* _TASK PROMPT_: Omit the pictures, then write out every entry exactly as it reads.

* _RECORDS PROVIDED_:
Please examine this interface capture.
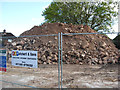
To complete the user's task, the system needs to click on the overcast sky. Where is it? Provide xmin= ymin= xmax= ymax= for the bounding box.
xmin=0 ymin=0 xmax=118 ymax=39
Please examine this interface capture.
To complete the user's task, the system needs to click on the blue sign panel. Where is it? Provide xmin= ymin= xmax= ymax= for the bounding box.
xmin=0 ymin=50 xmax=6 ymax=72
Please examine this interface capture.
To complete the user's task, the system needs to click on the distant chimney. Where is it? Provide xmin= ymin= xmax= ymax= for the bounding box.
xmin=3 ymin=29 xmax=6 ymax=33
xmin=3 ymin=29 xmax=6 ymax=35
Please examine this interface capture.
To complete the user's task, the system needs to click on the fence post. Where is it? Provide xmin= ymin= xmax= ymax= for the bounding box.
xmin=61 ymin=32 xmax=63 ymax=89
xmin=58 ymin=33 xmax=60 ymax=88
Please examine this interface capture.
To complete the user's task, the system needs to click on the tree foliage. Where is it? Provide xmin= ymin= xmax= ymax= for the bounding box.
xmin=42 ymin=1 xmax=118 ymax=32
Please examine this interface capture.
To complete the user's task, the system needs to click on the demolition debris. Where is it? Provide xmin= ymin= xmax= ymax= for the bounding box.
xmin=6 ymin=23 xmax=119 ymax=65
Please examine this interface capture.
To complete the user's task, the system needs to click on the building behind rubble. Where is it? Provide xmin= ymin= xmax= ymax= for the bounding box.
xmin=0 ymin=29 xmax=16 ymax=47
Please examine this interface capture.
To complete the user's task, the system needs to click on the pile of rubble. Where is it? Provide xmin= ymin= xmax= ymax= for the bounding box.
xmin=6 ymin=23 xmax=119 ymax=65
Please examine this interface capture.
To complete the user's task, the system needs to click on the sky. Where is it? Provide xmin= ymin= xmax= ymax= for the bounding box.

* _REPLY TO THE EXERCISE_:
Please examine this interface capture.
To complete the user's task, the system needs to click on the overcast sky. Where is it? Provide xmin= ymin= xmax= ymax= for the bounding box.
xmin=0 ymin=0 xmax=118 ymax=39
Please examine this interface capture.
To complete the user's task, the system needs to click on the blue sign panel. Where is it? Provide xmin= ymin= xmax= ymax= for the bounding box.
xmin=0 ymin=50 xmax=6 ymax=72
Please examine this interface capture.
To complete the user's task, the system needs to click on the distant chimney. Where is it? Provide xmin= ymin= xmax= ymax= for the bounding box.
xmin=3 ymin=29 xmax=6 ymax=33
xmin=3 ymin=29 xmax=6 ymax=35
Please examine this interface capture.
To complete the user's task, the system needs to click on the fence post. Where is it? Provide xmin= ymin= xmax= ymax= for the bounding box.
xmin=61 ymin=32 xmax=63 ymax=89
xmin=58 ymin=33 xmax=60 ymax=88
Please examine this interface capture.
To complete the user's task, the system needs to click on the tree foliage. Where is it? Provide xmin= ymin= xmax= ymax= for the bounding box.
xmin=42 ymin=1 xmax=118 ymax=32
Please examine this interface capture.
To complete the user's task, the system needs to click on the demolition debris. Where is it? Provide xmin= ymin= xmax= ymax= for the bounding box.
xmin=6 ymin=23 xmax=119 ymax=65
Please examine this interface capture.
To complete the user's task, the system needs to click on the building behind rubble. Where is it? Provide xmin= ymin= xmax= ymax= for the bounding box.
xmin=0 ymin=29 xmax=16 ymax=47
Please examine this interface capture.
To complete the user's task, the system needs to click on the pile of rubble. Where is it? Provide xmin= ymin= xmax= ymax= for the bounding box.
xmin=6 ymin=23 xmax=119 ymax=65
Please examine this interface capture.
To complete the user's task, the system needs to click on the sky. Where is it? Provide xmin= ymin= xmax= ymax= for the bounding box.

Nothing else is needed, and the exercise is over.